• PROBLEM:
Pictures stay out; everything else in the records is to be copied exactly.

• SUPPLIED ENTRIES:
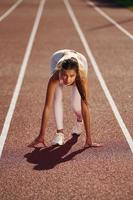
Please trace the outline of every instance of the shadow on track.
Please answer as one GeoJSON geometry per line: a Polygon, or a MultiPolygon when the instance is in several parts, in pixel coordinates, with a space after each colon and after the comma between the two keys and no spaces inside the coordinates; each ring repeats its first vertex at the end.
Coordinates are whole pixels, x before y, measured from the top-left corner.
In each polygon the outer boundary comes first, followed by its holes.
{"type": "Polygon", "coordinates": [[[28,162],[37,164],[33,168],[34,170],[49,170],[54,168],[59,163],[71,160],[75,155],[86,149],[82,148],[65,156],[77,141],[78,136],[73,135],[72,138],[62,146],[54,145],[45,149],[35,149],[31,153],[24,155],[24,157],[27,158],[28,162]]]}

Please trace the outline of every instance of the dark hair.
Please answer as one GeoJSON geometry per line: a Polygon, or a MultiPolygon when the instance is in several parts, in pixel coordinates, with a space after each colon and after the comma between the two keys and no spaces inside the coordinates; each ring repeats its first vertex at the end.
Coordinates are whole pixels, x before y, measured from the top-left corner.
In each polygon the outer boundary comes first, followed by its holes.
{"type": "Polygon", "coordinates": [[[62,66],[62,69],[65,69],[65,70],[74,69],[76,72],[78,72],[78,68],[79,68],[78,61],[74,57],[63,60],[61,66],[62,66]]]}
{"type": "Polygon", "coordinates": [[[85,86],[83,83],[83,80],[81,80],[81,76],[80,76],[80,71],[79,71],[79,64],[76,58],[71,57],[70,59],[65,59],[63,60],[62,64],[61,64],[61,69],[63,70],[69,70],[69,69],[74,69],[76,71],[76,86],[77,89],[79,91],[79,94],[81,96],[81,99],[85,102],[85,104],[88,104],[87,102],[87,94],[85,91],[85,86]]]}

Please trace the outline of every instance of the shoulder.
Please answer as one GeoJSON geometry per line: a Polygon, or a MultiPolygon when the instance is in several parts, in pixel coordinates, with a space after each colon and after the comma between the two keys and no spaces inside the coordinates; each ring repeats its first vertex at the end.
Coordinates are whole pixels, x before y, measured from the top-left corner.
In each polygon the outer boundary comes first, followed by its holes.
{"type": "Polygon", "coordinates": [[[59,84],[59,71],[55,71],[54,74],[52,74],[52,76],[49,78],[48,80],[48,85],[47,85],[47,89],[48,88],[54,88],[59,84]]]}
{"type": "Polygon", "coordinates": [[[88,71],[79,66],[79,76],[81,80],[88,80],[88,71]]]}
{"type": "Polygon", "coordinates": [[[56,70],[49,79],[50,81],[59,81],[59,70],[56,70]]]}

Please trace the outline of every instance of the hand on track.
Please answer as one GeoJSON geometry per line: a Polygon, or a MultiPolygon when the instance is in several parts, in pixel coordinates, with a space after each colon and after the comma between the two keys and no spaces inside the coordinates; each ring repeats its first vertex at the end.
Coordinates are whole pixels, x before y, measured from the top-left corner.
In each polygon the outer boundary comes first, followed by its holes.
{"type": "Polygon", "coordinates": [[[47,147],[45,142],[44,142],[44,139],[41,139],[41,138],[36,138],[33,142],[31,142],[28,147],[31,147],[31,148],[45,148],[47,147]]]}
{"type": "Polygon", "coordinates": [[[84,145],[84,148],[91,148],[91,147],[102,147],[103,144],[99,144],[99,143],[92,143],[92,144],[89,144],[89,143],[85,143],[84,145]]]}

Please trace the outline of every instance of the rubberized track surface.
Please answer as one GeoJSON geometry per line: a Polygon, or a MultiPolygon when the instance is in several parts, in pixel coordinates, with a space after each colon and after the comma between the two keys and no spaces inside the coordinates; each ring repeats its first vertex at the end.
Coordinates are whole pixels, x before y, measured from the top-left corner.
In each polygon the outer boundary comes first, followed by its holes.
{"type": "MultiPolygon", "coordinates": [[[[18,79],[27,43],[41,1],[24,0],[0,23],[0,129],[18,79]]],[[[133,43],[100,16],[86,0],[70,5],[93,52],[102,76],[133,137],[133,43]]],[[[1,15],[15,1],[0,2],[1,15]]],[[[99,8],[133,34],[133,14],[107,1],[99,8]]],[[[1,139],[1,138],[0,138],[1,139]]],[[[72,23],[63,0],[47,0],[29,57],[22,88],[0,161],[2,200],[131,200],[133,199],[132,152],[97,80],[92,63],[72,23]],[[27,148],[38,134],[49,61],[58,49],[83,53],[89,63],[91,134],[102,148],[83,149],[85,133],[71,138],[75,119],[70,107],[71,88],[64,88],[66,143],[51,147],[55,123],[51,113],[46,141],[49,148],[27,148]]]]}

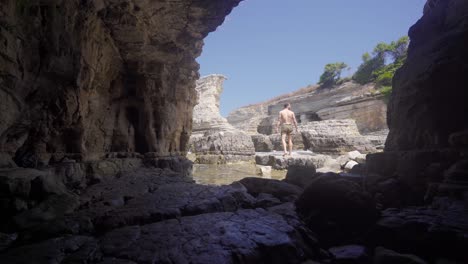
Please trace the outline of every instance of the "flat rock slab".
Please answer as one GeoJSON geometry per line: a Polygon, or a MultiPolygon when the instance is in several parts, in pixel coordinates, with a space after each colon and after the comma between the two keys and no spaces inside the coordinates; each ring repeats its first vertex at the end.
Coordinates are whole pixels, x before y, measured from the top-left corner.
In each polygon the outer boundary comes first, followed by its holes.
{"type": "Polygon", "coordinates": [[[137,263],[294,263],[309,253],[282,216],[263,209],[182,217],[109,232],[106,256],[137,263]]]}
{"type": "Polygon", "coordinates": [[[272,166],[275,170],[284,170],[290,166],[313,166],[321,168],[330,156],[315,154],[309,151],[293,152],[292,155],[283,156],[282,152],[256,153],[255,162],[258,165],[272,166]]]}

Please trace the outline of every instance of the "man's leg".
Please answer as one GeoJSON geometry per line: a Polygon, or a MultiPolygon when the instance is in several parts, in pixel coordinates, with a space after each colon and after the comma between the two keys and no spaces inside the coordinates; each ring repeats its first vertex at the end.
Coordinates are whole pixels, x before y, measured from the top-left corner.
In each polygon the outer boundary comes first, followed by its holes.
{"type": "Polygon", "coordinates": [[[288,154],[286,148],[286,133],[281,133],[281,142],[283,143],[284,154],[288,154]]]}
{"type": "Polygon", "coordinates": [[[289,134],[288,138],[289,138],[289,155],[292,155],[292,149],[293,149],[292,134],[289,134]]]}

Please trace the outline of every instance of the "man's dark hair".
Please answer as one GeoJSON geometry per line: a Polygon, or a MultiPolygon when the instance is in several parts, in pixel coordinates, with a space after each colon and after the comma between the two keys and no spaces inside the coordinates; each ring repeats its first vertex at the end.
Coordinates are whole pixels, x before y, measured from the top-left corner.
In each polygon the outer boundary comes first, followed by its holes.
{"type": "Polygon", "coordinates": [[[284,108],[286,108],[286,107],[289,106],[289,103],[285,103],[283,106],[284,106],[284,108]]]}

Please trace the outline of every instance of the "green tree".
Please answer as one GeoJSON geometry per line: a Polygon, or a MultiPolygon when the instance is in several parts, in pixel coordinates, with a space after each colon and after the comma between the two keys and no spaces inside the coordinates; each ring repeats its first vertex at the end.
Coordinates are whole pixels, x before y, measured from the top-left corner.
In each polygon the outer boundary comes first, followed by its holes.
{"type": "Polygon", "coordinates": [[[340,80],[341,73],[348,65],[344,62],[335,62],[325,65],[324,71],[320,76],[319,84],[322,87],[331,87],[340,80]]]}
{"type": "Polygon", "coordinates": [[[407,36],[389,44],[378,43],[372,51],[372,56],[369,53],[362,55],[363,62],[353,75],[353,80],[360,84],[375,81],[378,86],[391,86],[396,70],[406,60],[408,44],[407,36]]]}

• TASK RESPONSE:
Please trace the outline of every instance of the shadow on track.
Please answer as one GeoJSON geometry per line: a Polygon, or a MultiPolygon when the instance is in several parts, in pixel coordinates, with a space after each colon and after the comma between the two keys and no spaces inside the coordinates; each ring repeats its first vertex at the end.
Coordinates are whole pixels, x before y, measured from the top-left corner.
In each polygon the outer boundary comes first, followed by its holes.
{"type": "Polygon", "coordinates": [[[28,162],[37,164],[33,168],[34,170],[49,170],[54,168],[59,163],[71,160],[75,155],[86,149],[82,148],[65,156],[77,141],[78,136],[73,135],[72,138],[62,146],[54,145],[45,149],[35,149],[31,153],[24,155],[24,157],[27,158],[28,162]]]}

Please trace the outline of every instance of the dark hair.
Please answer as one GeoJSON geometry per line: a Polygon, or a MultiPolygon when the instance is in several parts, in pixel coordinates, with a space after each colon and after the comma between the two keys and no spaces inside the coordinates; each ring repeats its first vertex at the end.
Coordinates are whole pixels, x before y, measured from the top-left corner.
In each polygon the outer boundary comes first, followed by its holes.
{"type": "Polygon", "coordinates": [[[62,66],[62,69],[65,69],[65,70],[74,69],[76,72],[78,72],[78,68],[79,68],[78,61],[74,57],[63,60],[61,66],[62,66]]]}
{"type": "Polygon", "coordinates": [[[85,86],[83,83],[83,80],[81,80],[81,76],[80,76],[80,71],[79,71],[79,64],[76,58],[71,57],[70,59],[65,59],[63,60],[62,64],[61,64],[61,69],[63,70],[69,70],[69,69],[74,69],[76,71],[76,86],[77,89],[79,91],[79,94],[81,96],[81,99],[85,102],[85,104],[88,104],[87,102],[87,94],[85,91],[85,86]]]}

Please trace the outline of every instance of the shoulder.
Please answer as one GeoJSON geometry per line: a Polygon, or a MultiPolygon when the instance is in several parts, in pixel coordinates, with a space after each colon and after the comma between the two keys and no spaces inside the coordinates; each ring repeats its first vertex at the end.
Coordinates are whole pixels, x before y, measured from the top-left corner.
In each polygon the outer boundary comes first, followed by its holes.
{"type": "Polygon", "coordinates": [[[59,84],[59,71],[55,71],[54,74],[52,74],[52,76],[49,78],[48,80],[48,85],[47,85],[47,89],[48,88],[54,88],[59,84]]]}
{"type": "Polygon", "coordinates": [[[88,71],[79,66],[79,76],[81,80],[88,80],[88,71]]]}
{"type": "Polygon", "coordinates": [[[56,70],[49,79],[50,81],[59,81],[59,70],[56,70]]]}

Please trace the outline of every instance of the hand on track.
Please answer as one GeoJSON geometry per line: a Polygon, or a MultiPolygon when the instance is in several parts, in pixel coordinates, with a space after each colon and after the comma between the two keys and no spaces inside the coordinates; each ring repeats its first vertex at the end.
Coordinates are whole pixels, x before y, measured from the top-left corner.
In each polygon the outer boundary comes first, followed by its holes.
{"type": "Polygon", "coordinates": [[[47,147],[45,142],[44,142],[44,139],[41,139],[41,138],[36,138],[33,142],[31,142],[28,147],[31,147],[31,148],[45,148],[47,147]]]}
{"type": "Polygon", "coordinates": [[[84,145],[84,148],[91,148],[91,147],[102,147],[103,144],[99,144],[99,143],[92,143],[92,144],[89,144],[89,143],[85,143],[84,145]]]}

Please trace the outline of every instance of the rubberized track surface.
Please answer as one GeoJSON geometry per line: a Polygon, or a MultiPolygon when the instance is in several parts, in pixel coordinates, with a space after each colon and after the comma between the two keys and no spaces inside the coordinates; each ring repeats its first vertex at the end.
Coordinates are whole pixels, x before y, measured from the top-left corner.
In each polygon the outer boundary comes first, followed by its holes.
{"type": "MultiPolygon", "coordinates": [[[[18,79],[27,43],[41,1],[24,0],[0,23],[0,129],[18,79]]],[[[133,43],[100,16],[86,0],[70,5],[93,52],[102,76],[133,137],[133,43]]],[[[1,15],[15,1],[0,2],[1,15]]],[[[99,8],[133,34],[133,14],[107,1],[99,8]]],[[[1,139],[1,138],[0,138],[1,139]]],[[[72,23],[63,0],[47,0],[29,57],[22,88],[0,161],[2,200],[131,200],[133,199],[132,152],[97,80],[92,63],[72,23]],[[27,148],[38,134],[49,61],[58,49],[83,53],[89,63],[91,134],[102,148],[83,149],[85,133],[71,138],[75,119],[70,107],[71,88],[64,88],[66,143],[51,147],[55,123],[51,113],[46,141],[49,148],[27,148]]]]}

Please trace the outline of every instance of the "flat rock slab".
Please answer as one GeoJSON geometry per line: a Polygon, or a MultiPolygon when the instance is in several parts, in pixel coordinates, with a space after each colon and after the comma between the two keys and no spaces inside the coordinates; each ring repeats its first vertex at the end.
Coordinates are whole pixels, x before y, measured from the top-left corner.
In each polygon the outer boundary comes first, followed by its holes.
{"type": "Polygon", "coordinates": [[[137,263],[294,263],[309,253],[282,216],[263,209],[182,217],[109,232],[106,256],[137,263]]]}
{"type": "Polygon", "coordinates": [[[272,166],[275,170],[284,170],[290,166],[313,166],[321,168],[330,156],[315,154],[309,151],[293,152],[292,155],[283,156],[282,152],[256,153],[255,162],[258,165],[272,166]]]}

Please trace the outline of every instance of the "man's leg".
Please answer as one GeoJSON geometry per line: a Polygon, or a MultiPolygon when the instance is in several parts, in pixel coordinates, with a space after each colon and after the comma between the two keys and no spaces inside the coordinates; each ring repeats its first vertex at the end.
Coordinates are whole pixels, x before y, measured from the top-left corner.
In each polygon the outer boundary comes first, followed by its holes.
{"type": "Polygon", "coordinates": [[[288,154],[286,148],[286,133],[281,133],[281,142],[283,143],[284,154],[288,154]]]}
{"type": "Polygon", "coordinates": [[[289,134],[288,138],[289,138],[289,155],[292,155],[292,149],[293,149],[292,134],[289,134]]]}

Please trace the outline of every instance of the "man's dark hair".
Please answer as one GeoJSON geometry per line: a Polygon, or a MultiPolygon when the instance is in several parts, in pixel coordinates, with a space after each colon and after the comma between the two keys and no spaces inside the coordinates; each ring repeats its first vertex at the end.
Coordinates are whole pixels, x before y, measured from the top-left corner.
In each polygon the outer boundary comes first, followed by its holes.
{"type": "Polygon", "coordinates": [[[284,108],[286,108],[286,107],[289,106],[289,103],[285,103],[283,106],[284,106],[284,108]]]}

Please trace the outline of every instance of the "green tree".
Please answer as one GeoJSON geometry per line: a Polygon, or a MultiPolygon when the instance is in several parts, in pixel coordinates, with a space after each colon and after the comma between the two keys and no spaces inside the coordinates; each ring repeats its first vertex at the end.
Coordinates are whole pixels, x before y, measured from the top-left corner.
In each polygon the outer boundary comes first, followed by its holes.
{"type": "Polygon", "coordinates": [[[340,80],[341,73],[348,65],[344,62],[335,62],[325,65],[324,71],[320,76],[319,84],[322,87],[331,87],[340,80]]]}
{"type": "Polygon", "coordinates": [[[407,36],[389,44],[378,43],[372,51],[372,56],[369,53],[362,55],[363,62],[353,75],[353,80],[360,84],[375,81],[378,86],[391,86],[396,70],[406,60],[408,44],[407,36]]]}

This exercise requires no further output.